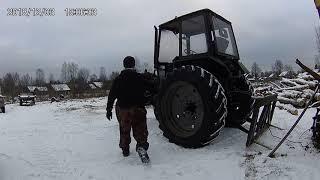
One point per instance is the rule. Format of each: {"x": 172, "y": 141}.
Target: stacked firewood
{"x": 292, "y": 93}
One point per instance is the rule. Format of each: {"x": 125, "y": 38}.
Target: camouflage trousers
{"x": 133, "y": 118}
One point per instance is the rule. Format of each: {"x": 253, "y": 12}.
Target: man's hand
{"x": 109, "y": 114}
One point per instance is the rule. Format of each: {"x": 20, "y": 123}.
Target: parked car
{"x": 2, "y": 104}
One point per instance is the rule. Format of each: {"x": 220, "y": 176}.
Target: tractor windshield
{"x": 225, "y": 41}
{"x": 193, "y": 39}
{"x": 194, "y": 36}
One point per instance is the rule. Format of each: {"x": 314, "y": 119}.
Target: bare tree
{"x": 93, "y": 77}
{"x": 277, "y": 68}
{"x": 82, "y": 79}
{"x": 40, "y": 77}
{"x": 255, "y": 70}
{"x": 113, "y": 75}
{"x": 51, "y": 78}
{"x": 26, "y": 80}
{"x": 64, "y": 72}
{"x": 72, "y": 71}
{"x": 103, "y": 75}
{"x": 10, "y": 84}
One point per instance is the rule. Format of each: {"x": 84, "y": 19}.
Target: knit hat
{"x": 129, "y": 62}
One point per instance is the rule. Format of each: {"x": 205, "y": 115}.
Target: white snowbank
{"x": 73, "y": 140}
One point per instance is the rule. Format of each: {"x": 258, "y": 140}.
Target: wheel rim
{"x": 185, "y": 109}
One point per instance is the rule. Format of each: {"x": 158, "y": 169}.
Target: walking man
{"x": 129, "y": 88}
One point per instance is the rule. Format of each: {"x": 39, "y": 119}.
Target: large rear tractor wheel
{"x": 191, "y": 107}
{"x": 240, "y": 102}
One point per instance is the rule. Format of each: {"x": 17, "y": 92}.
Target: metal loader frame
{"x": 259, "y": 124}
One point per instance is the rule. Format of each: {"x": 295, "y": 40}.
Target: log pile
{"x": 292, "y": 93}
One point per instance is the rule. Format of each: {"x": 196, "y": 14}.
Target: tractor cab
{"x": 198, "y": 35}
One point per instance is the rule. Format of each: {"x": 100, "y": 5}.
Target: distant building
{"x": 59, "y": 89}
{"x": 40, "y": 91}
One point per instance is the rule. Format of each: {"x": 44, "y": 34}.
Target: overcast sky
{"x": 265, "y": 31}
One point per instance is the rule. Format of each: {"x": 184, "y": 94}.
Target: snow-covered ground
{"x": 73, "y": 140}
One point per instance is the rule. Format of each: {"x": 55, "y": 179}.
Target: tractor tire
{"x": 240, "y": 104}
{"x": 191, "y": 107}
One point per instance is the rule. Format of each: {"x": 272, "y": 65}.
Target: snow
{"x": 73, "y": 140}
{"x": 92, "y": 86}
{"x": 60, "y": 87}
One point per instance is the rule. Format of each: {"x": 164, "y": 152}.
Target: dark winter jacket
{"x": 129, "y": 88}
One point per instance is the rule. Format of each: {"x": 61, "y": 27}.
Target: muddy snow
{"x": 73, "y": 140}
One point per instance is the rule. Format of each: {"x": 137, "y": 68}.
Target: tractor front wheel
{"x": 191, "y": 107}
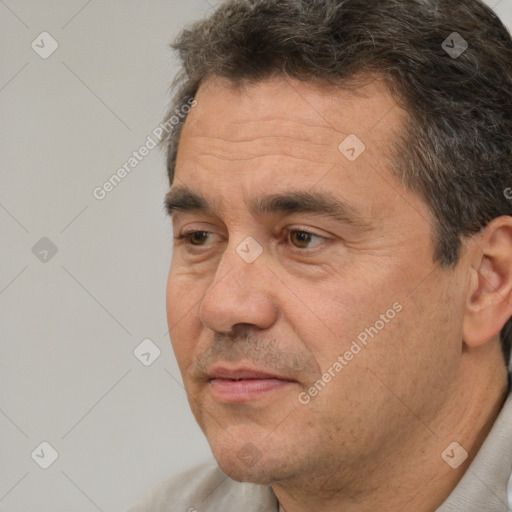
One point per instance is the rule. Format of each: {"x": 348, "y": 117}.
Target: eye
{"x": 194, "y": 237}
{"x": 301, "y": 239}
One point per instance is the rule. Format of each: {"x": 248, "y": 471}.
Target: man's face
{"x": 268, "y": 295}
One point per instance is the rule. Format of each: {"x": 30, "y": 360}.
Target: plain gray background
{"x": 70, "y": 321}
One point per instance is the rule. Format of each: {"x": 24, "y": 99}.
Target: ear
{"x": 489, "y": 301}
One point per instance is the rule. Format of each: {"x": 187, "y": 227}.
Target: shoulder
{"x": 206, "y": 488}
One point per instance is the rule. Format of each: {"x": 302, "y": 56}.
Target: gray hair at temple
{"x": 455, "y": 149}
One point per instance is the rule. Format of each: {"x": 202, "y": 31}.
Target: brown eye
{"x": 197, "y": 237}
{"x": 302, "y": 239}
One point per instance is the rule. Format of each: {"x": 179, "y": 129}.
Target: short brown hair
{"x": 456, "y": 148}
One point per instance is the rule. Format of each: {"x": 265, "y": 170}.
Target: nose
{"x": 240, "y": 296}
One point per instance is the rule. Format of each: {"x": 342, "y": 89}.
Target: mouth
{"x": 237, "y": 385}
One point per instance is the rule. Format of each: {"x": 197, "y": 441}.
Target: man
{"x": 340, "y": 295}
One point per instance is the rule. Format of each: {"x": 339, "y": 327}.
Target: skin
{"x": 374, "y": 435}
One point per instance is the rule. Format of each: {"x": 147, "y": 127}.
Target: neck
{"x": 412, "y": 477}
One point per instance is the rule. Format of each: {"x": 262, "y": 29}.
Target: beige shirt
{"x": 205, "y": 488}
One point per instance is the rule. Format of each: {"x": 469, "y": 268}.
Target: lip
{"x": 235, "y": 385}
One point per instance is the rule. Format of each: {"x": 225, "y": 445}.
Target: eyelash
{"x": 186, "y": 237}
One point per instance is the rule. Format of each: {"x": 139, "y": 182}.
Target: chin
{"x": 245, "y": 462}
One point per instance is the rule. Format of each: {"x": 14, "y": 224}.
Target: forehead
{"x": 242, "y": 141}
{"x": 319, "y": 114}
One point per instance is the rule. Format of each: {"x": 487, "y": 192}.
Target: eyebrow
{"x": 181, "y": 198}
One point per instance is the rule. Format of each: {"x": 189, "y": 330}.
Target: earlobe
□ □ □ □ □
Pictures are excluded; repeat every record exactly.

One point per instance is the rule. Format of each: {"x": 172, "y": 141}.
Target: stacked firewood
{"x": 292, "y": 93}
One point per instance is the rule. Format of each: {"x": 125, "y": 38}.
Target: camouflage trousers
{"x": 133, "y": 118}
One point per instance is the rule. Format of each: {"x": 253, "y": 12}.
Target: man's hand
{"x": 109, "y": 114}
One point per instance is the rule. Format of each: {"x": 20, "y": 123}.
Target: parked car
{"x": 2, "y": 104}
One point per instance is the rule. Format of each: {"x": 220, "y": 176}.
Target: tractor windshield
{"x": 225, "y": 41}
{"x": 193, "y": 39}
{"x": 194, "y": 36}
One point per instance is the rule. Format of each: {"x": 314, "y": 119}.
Target: bare tree
{"x": 93, "y": 77}
{"x": 277, "y": 68}
{"x": 82, "y": 79}
{"x": 40, "y": 77}
{"x": 255, "y": 70}
{"x": 113, "y": 75}
{"x": 51, "y": 78}
{"x": 26, "y": 80}
{"x": 64, "y": 72}
{"x": 72, "y": 71}
{"x": 103, "y": 75}
{"x": 10, "y": 84}
One point per instance is the rule. Format of each: {"x": 84, "y": 19}.
Target: knit hat
{"x": 129, "y": 62}
One point per instance is the rule. Format of each: {"x": 205, "y": 115}.
Target: white snowbank
{"x": 73, "y": 140}
One point per instance is the rule. Format of each: {"x": 258, "y": 140}.
Target: wheel rim
{"x": 185, "y": 109}
One point per instance is the rule. Format of each: {"x": 158, "y": 169}.
Target: walking man
{"x": 129, "y": 88}
One point per instance is the rule. Format of each: {"x": 39, "y": 119}.
Target: large rear tractor wheel
{"x": 191, "y": 107}
{"x": 240, "y": 102}
One point per instance is the rule. Format of each: {"x": 17, "y": 92}.
Target: metal loader frame
{"x": 259, "y": 124}
One point per instance is the rule. Format of each: {"x": 295, "y": 40}.
Target: log pile
{"x": 292, "y": 93}
One point per instance is the rule. Format of each: {"x": 196, "y": 14}.
Target: tractor cab
{"x": 198, "y": 35}
One point per instance is the rule. Format of each: {"x": 100, "y": 5}.
Target: distant building
{"x": 59, "y": 89}
{"x": 40, "y": 91}
One point per instance is the rule. Format of each: {"x": 44, "y": 34}.
Target: overcast sky
{"x": 265, "y": 31}
One point per instance is the rule. Format of each: {"x": 184, "y": 94}.
Target: snow-covered ground
{"x": 73, "y": 140}
One point per instance is the rule. Format of each: {"x": 55, "y": 179}.
Target: tractor tire
{"x": 240, "y": 104}
{"x": 191, "y": 107}
One point per instance is the rule. Format of each: {"x": 272, "y": 65}.
Target: snow
{"x": 73, "y": 140}
{"x": 92, "y": 86}
{"x": 60, "y": 87}
One point per instance is the rule. Format of each: {"x": 164, "y": 152}.
Target: dark winter jacket
{"x": 129, "y": 88}
One point per instance is the rule. Format of each: {"x": 61, "y": 27}.
Target: muddy snow
{"x": 73, "y": 140}
One point per instance is the rule. Format of each: {"x": 137, "y": 68}.
Target: tractor front wheel
{"x": 191, "y": 107}
One point per instance is the rule. Format of each: {"x": 348, "y": 117}.
Target: eye
{"x": 194, "y": 237}
{"x": 301, "y": 239}
One point per instance is the rule. Format of each: {"x": 248, "y": 471}.
Target: man's face
{"x": 268, "y": 295}
One point per instance is the rule. Format of each: {"x": 30, "y": 360}.
Target: plain gray background
{"x": 70, "y": 321}
One point per instance is the rule. Format of each: {"x": 24, "y": 99}.
Target: ear
{"x": 489, "y": 301}
One point per instance is the rule. Format of each: {"x": 187, "y": 227}.
Target: shoulder
{"x": 206, "y": 488}
One point per instance is the rule. Format of each: {"x": 302, "y": 56}.
Target: gray hair at temple
{"x": 455, "y": 149}
One point per instance is the rule. Format of each: {"x": 202, "y": 31}.
Target: brown eye
{"x": 197, "y": 237}
{"x": 302, "y": 239}
One point per instance is the rule. Format of each: {"x": 179, "y": 129}.
Target: short brown hair
{"x": 456, "y": 148}
One point per instance is the rule. Format of each: {"x": 265, "y": 170}.
Target: nose
{"x": 240, "y": 296}
One point per instance is the rule. Format of each: {"x": 342, "y": 89}.
Target: mouth
{"x": 237, "y": 385}
One point per instance is the rule. Format of each: {"x": 197, "y": 441}.
Target: man
{"x": 340, "y": 295}
One point per instance is the rule. Format of each: {"x": 339, "y": 327}.
Target: skin
{"x": 374, "y": 435}
One point per instance is the rule. Format of each: {"x": 147, "y": 127}.
Target: neck
{"x": 412, "y": 477}
One point per instance is the rule. Format of each: {"x": 262, "y": 29}.
Target: beige shirt
{"x": 205, "y": 488}
One point per instance is the rule. Format of each: {"x": 469, "y": 268}.
Target: lip
{"x": 235, "y": 385}
One point per instance is the rule. Format of each: {"x": 225, "y": 445}.
Target: eyelash
{"x": 186, "y": 237}
One point per instance is the rule. Format of each: {"x": 139, "y": 182}.
Target: chin
{"x": 245, "y": 462}
One point per instance is the rule. Format of each: {"x": 14, "y": 224}.
Target: forehead
{"x": 242, "y": 141}
{"x": 319, "y": 114}
One point per instance is the rule. Format of each: {"x": 487, "y": 192}.
Target: eyebrow
{"x": 181, "y": 198}
One point per instance is the rule. Format of each: {"x": 189, "y": 330}.
Target: earlobe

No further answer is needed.